» GOAL:
Exactly reproduce the entries, dropping any pictures from your copy.

» INFORMATION SUPPLIED:
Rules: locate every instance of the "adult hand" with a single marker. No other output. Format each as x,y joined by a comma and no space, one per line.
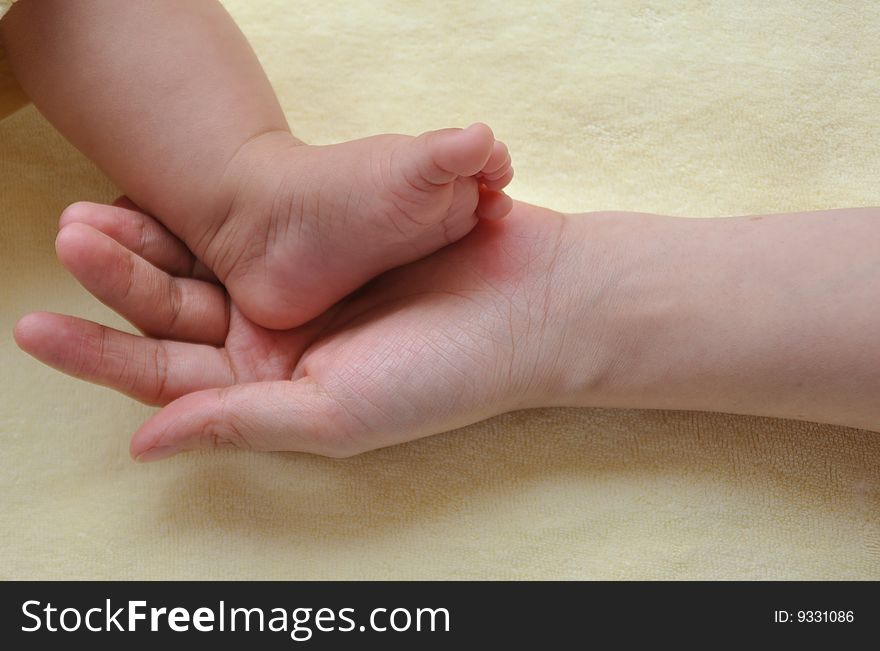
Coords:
470,332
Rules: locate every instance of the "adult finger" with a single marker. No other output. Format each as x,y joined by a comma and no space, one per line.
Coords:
159,304
295,415
148,370
139,233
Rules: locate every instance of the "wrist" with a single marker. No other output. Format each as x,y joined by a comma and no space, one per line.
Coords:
619,295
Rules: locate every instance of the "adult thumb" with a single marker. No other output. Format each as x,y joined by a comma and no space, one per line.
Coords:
267,416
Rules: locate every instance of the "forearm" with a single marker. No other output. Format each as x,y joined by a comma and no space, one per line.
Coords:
775,316
160,94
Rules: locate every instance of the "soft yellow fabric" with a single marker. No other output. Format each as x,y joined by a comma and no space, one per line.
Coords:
686,108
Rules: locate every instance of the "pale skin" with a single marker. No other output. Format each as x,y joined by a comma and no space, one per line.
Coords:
773,315
168,98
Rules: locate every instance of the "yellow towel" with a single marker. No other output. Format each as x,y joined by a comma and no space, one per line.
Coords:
689,108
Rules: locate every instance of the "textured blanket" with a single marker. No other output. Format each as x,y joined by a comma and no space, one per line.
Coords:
687,108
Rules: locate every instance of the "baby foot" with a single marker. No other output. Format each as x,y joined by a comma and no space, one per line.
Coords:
310,224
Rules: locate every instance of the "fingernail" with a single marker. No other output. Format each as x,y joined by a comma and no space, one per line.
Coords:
154,454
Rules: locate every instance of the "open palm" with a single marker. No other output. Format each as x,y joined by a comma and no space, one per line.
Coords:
438,344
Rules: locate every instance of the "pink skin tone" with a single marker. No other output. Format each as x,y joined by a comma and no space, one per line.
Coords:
193,132
771,315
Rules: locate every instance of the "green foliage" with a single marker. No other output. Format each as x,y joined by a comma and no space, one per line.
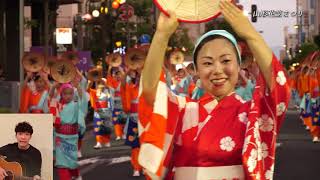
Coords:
30,23
221,24
5,110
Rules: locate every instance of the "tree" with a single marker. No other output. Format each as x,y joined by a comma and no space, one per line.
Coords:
304,51
181,39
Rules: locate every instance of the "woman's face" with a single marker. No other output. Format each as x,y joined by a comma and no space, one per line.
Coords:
217,67
40,84
67,95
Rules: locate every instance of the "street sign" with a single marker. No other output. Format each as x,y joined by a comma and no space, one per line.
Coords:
85,62
126,12
64,35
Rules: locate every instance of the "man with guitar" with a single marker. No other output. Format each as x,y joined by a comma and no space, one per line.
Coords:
22,152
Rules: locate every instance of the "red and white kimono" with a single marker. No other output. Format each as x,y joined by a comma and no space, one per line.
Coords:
207,139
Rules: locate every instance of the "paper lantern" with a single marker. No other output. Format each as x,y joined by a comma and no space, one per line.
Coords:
115,4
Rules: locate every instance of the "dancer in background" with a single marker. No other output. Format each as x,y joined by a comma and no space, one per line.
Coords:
69,121
220,136
101,99
34,93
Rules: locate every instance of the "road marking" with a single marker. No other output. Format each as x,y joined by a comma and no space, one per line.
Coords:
97,161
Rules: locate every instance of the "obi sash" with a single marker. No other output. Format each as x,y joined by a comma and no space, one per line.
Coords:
134,106
67,129
101,104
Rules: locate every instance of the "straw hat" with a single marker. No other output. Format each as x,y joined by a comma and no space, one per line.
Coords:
63,71
190,10
33,62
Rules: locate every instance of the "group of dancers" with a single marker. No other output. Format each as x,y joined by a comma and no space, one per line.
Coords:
305,85
216,118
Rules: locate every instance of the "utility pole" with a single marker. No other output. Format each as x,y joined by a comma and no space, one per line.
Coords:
80,24
46,27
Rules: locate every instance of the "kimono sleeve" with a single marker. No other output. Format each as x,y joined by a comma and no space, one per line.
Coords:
265,117
157,125
24,99
83,106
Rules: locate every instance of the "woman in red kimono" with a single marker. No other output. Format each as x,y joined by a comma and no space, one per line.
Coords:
220,136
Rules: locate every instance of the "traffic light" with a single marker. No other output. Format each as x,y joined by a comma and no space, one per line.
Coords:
254,17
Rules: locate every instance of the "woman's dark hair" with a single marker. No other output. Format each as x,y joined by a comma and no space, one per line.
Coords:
24,127
203,42
37,77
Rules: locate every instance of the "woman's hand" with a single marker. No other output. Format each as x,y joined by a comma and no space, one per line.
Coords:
167,25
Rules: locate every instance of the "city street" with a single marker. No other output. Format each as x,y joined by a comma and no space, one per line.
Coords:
297,156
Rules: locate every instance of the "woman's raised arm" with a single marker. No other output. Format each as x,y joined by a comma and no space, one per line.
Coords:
153,65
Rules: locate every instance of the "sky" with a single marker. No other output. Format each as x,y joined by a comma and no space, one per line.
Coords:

» ANSWER IN FULL:
Rules: locate every instance of the "adult hand" with a single marker. No other output. Format each as x,y joined by a comma and no space, one per line.
Coords:
470,332
Rules: locate every instance of the "adult finger" with a single marker. No other output. Format each as x,y joined by a comma and no space, one per line.
Coords:
159,304
295,415
148,370
139,233
Rules: locate every instance of the "wrist" with a single marker. No other output. Format each as x,y joined by a comma and no space, one per line.
Coords:
619,295
Rules: locate every instance of the "adult thumb" with a single marker. No other output. Format each as x,y joined by a comma and no space, one per line.
Coords:
267,416
Rules: locate every instance of the "forearm" with a single marker. No other output. Format each as x,y joined by a comma and no space, one per line.
Coords:
775,316
160,94
Rules: locate every instance of the "soft yellow fabric" with a single marker. No other output. Format each as x,y joined by a comma and no space, one per line.
Coords:
686,108
Rules: locate every instance of the "pale skin" with a single marker. No other output. Format each as x,y joined by a comma and no space, one per line.
Coords:
773,315
168,98
Rules: locate every instance of the "yellow towel" with a single marker. No other output. Format each as x,y joined by a comma and no space, one per line.
Coords:
689,108
Rules: locate every instance of the "textured blanket" with a single marker. No other output. Format each as x,y joined by a comma and no space, one per line.
Coords:
687,108
Rules: locate every instance of the "baby foot" with a single marker. No other output. Format each as x,y joined by a comma and no space, one per line.
Coords:
310,224
Rules: locate every instance of the "fingernail" with a single marker. No other output. Format each as x,y joined by a comma and no space, one per line.
Coords:
154,454
Rules: locate every instance of the "open palm" with a single marker. No other output. Format each as x,y joined by a comma and no space, one per line.
Coords:
438,344
Rules: locate every instance of the "pink skin tone" with a single marker. No other output. Format each as x,y joined by a comma and no space, one per line.
Coords:
193,132
771,315
Rules: locate every instance of the "green foliage" with a single marker. No other output. Format each as x,y joined by a comma and no space, one per line.
Coords:
30,23
221,24
5,110
Rules: locate every instance of the "tree" with a single marker. No other output. Format each as x,y joined by a comma and no space, one per line.
Coords:
304,51
181,39
Rules: locate every instance of the "woman's face" with a single marker. No other output. Format each as x,y joined by a comma and no space, one per line.
Coords:
217,67
40,84
67,95
Rules: locate every instance of the "street sign" with a single marker. No other output. Format each as x,y joined by a comma and no space, one per line.
Coords:
85,62
126,12
64,35
Rules: locate every instance of the "man with guitar" with a single marker. No other output. Format each as x,y joined by a comma and no space, one per line.
Coords:
22,152
Rules: locate every instance of the "red and white kimono" with a single marker. No other output. Format each as x,y joined by a comma and no space, one per line.
Coords:
207,139
Rules: locate every instance of the "paper lantern" with a single marker. No other output. Format each as x,y joined by a comma and no space, one per line.
Coords:
115,4
Rules: locate every instance of the "dancer in background" with a single marker. No other output. Format each as x,y joined by a comma and no space, one per line.
Coords:
69,121
220,136
101,99
34,93
Rules: locate every instance of the "road marking" with a single marker. No other output. Format each as x,y joined by a comma and no space, one per line.
Coords:
97,161
Rules: locate every instance of the "obi sash" with a single marker. No other output. Format each as x,y joined by a comma and no space, one per line.
Coords:
134,106
67,129
101,104
Rules: locate every instance of the "straw hat" with a single marker. No other output. Format each as x,y joined by a comma and no space, one per line.
Coords:
63,71
190,10
33,62
Rules: locate every instance of the "group of dancers" with a single marker. No other output. Format each as x,y joined by a comma and no space, one per line.
Coords:
305,85
216,118
Rules: locate every instance of the "utility pole" with a single marker. No other output. Format each as x,y joined by a comma and no space, one per line.
Coords:
80,24
46,27
Rules: locate every instance of the "kimono sleeve" with a single marker. No other output. Format each as x,y joined by a comma and no space, one per line.
Coords:
265,117
157,125
24,99
83,106
Rules: locate every instance of the "woman in red kimono" with a single marker. No other output. Format each as x,y joined by a comma and no space, one per line.
Coords:
220,136
Rules: locate every instance of the "traffic light" with a single marker. No other output. Format each as x,y joined by a comma and no space, one per line.
Coords:
254,17
Rules: locate every instance of the "woman's dark hair" with a single marker. No other output. Format each as x,y joined by a comma and no space, one per line.
Coords:
24,127
203,42
37,77
Rules: locate every instance of the "woman's hand" with a single marker. No other output. Format each as x,y joined by a comma and no space, one per line.
Coords:
167,25
Rules: locate every instance of the "city street" with a single marker. No other output. Format each as x,y joined by a comma and no space, one per line.
Coords:
297,156
Rules: locate every instance of the "woman's raised arm" with a single marker. No other output. Format each as x,y joined by a comma and no space, one per line.
Coords:
153,65
Rules: locate every instance of the "sky" with a single marker. No other output. Format each as x,y joined by a comma and no space, one per line.
Coords:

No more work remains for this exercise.